Saved data entries
<<<<

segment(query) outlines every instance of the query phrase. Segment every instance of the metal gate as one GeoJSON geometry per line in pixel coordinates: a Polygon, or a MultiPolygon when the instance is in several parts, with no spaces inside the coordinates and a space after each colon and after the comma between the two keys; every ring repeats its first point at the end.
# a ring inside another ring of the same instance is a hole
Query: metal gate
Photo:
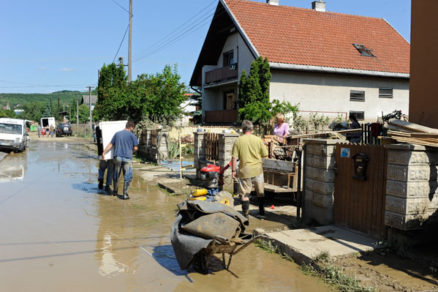
{"type": "Polygon", "coordinates": [[[336,145],[336,225],[385,238],[386,165],[383,146],[336,145]]]}

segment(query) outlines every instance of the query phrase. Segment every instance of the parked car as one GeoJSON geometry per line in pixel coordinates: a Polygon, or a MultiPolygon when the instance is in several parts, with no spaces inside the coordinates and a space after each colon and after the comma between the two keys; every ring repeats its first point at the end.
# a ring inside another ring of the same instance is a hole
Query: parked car
{"type": "Polygon", "coordinates": [[[56,128],[56,137],[71,136],[73,131],[70,123],[60,123],[56,128]]]}
{"type": "Polygon", "coordinates": [[[25,120],[0,118],[0,149],[24,151],[28,141],[25,120]]]}

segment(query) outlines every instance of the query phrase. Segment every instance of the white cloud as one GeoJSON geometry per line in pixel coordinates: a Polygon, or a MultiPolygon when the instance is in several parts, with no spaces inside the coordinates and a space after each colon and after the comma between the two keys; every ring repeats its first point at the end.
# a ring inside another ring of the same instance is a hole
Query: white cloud
{"type": "Polygon", "coordinates": [[[38,67],[38,71],[47,71],[48,69],[49,68],[44,67],[44,66],[38,67]]]}
{"type": "Polygon", "coordinates": [[[60,71],[61,72],[73,72],[73,71],[75,71],[75,69],[73,69],[73,68],[61,68],[60,71]]]}

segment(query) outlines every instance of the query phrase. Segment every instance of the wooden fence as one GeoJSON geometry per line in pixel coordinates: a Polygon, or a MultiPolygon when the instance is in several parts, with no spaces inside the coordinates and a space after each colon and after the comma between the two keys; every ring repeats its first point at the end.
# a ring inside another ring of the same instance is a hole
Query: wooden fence
{"type": "Polygon", "coordinates": [[[380,145],[379,136],[383,136],[383,125],[378,123],[362,124],[362,135],[360,144],[362,145],[380,145]]]}
{"type": "Polygon", "coordinates": [[[219,160],[219,134],[206,133],[204,137],[205,159],[219,160]]]}

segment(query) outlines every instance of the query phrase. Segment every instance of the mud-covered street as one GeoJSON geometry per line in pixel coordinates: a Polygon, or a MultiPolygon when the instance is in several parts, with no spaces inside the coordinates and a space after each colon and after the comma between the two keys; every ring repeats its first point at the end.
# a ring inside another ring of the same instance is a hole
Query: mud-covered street
{"type": "Polygon", "coordinates": [[[176,204],[136,176],[131,199],[97,189],[84,143],[32,141],[0,162],[2,291],[325,291],[318,279],[250,246],[230,271],[181,271],[169,232],[176,204]]]}

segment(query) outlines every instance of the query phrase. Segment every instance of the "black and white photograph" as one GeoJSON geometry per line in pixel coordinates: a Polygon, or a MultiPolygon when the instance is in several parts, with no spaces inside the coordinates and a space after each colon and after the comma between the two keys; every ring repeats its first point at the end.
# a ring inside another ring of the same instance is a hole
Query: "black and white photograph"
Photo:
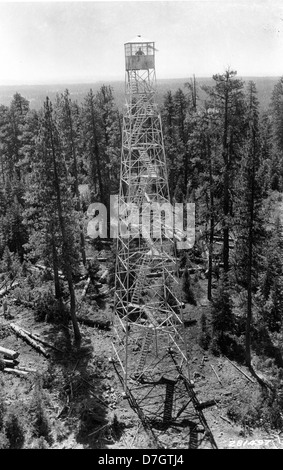
{"type": "Polygon", "coordinates": [[[0,44],[0,449],[283,449],[282,1],[0,0],[0,44]]]}

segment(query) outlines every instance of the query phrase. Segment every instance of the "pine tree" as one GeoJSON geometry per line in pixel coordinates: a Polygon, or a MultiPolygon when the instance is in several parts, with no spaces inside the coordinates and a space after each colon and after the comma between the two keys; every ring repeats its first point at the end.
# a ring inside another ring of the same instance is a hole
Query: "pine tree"
{"type": "Polygon", "coordinates": [[[259,274],[257,305],[260,318],[270,331],[280,331],[283,320],[283,236],[277,217],[265,236],[263,261],[259,274]]]}
{"type": "Polygon", "coordinates": [[[258,177],[261,165],[258,100],[253,82],[247,89],[247,140],[243,147],[237,198],[236,277],[245,288],[246,302],[246,364],[251,366],[251,325],[253,293],[258,272],[257,252],[264,234],[262,219],[262,187],[258,177]]]}
{"type": "MultiPolygon", "coordinates": [[[[79,191],[79,115],[77,105],[73,105],[68,90],[57,98],[56,121],[60,134],[62,157],[64,158],[68,171],[73,178],[74,207],[78,217],[82,218],[81,197],[79,191]]],[[[81,254],[83,264],[86,265],[85,237],[81,222],[80,229],[81,254]]]]}
{"type": "Polygon", "coordinates": [[[214,87],[204,87],[210,97],[210,107],[218,114],[220,132],[219,144],[223,159],[223,264],[229,271],[229,232],[233,214],[232,198],[235,169],[239,161],[242,144],[244,112],[243,81],[236,79],[237,72],[226,70],[224,74],[213,75],[214,87]]]}
{"type": "Polygon", "coordinates": [[[273,137],[278,149],[283,152],[283,77],[274,86],[271,97],[271,112],[273,137]]]}
{"type": "Polygon", "coordinates": [[[283,77],[274,86],[271,104],[271,125],[273,138],[273,152],[271,158],[271,189],[283,190],[283,77]]]}
{"type": "Polygon", "coordinates": [[[80,340],[76,319],[76,298],[73,272],[78,263],[76,239],[77,217],[72,209],[72,194],[66,165],[62,159],[58,129],[54,121],[52,105],[44,103],[41,130],[37,142],[35,160],[26,195],[27,226],[30,227],[30,255],[41,257],[52,264],[55,294],[62,305],[59,268],[62,268],[69,287],[70,314],[75,340],[80,340]]]}

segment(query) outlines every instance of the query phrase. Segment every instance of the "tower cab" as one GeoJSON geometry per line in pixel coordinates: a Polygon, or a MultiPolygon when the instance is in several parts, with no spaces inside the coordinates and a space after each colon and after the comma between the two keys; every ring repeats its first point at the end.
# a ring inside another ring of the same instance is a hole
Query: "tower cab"
{"type": "Polygon", "coordinates": [[[127,71],[154,69],[154,42],[136,36],[125,43],[125,59],[127,71]]]}

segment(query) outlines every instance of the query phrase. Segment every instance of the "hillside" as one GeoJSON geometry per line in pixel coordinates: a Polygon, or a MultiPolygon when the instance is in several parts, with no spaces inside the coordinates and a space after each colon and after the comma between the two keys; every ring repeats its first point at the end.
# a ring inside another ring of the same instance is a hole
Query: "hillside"
{"type": "MultiPolygon", "coordinates": [[[[107,259],[106,264],[102,262],[100,265],[100,272],[103,272],[105,266],[112,262],[111,253],[103,251],[100,256],[107,259]]],[[[33,278],[42,282],[44,275],[38,273],[33,278]]],[[[20,279],[19,282],[23,289],[26,280],[20,279]]],[[[76,286],[78,298],[82,295],[83,286],[84,282],[76,286]]],[[[248,369],[199,345],[201,315],[205,313],[209,319],[211,310],[205,291],[206,280],[199,277],[197,305],[186,305],[194,325],[186,329],[186,335],[190,374],[197,396],[202,401],[216,401],[214,406],[205,410],[205,417],[217,446],[220,449],[283,448],[279,433],[271,431],[267,423],[261,422],[261,426],[255,424],[266,405],[261,399],[261,387],[248,369]]],[[[121,384],[109,362],[114,332],[105,319],[111,318],[112,296],[101,296],[95,302],[92,300],[93,286],[90,286],[83,308],[91,307],[92,313],[88,318],[95,316],[100,319],[101,326],[82,324],[82,343],[75,347],[72,330],[68,326],[51,323],[46,317],[39,321],[36,305],[30,303],[29,307],[25,306],[18,292],[19,288],[16,287],[6,294],[10,306],[9,318],[0,316],[0,345],[15,350],[19,354],[16,367],[28,371],[19,377],[0,372],[1,412],[6,429],[12,411],[17,416],[10,433],[14,447],[155,448],[138,416],[124,398],[121,384]],[[18,337],[11,324],[45,341],[44,350],[48,357],[18,337]]],[[[260,363],[256,355],[254,362],[260,363]]],[[[264,366],[262,360],[261,364],[264,366]]],[[[265,373],[266,370],[264,367],[265,373]]],[[[272,370],[270,372],[272,377],[272,370]]],[[[166,447],[172,450],[188,447],[188,442],[174,427],[167,429],[165,438],[166,447]]],[[[0,448],[5,446],[6,441],[0,433],[0,448]]]]}

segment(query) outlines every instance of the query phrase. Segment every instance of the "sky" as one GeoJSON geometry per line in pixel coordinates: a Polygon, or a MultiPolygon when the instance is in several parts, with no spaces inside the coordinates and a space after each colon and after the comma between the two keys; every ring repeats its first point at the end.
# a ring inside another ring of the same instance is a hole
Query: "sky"
{"type": "Polygon", "coordinates": [[[0,0],[0,85],[123,80],[138,34],[157,78],[283,75],[282,0],[0,0]]]}

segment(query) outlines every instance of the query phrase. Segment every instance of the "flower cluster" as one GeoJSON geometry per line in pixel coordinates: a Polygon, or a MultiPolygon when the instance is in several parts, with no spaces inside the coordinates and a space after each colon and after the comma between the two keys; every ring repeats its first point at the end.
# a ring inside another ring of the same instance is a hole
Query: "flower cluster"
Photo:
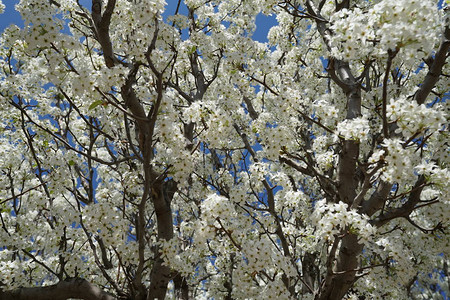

>>>>

Exercise brief
Show the lines above that have the word "photograph".

Output
segment(query) outlines every instance of the query phrase. Segment every instance of the "black and white photograph" as one GeoJSON geometry per line in pixel coordinates: a Polygon, or a MultiPolygon when the instance is in several parts, with no spaces inside the coordinates and a space after each colon and after the comma between the two keys; every ring repeats its first point at the end.
Query: "black and white photograph"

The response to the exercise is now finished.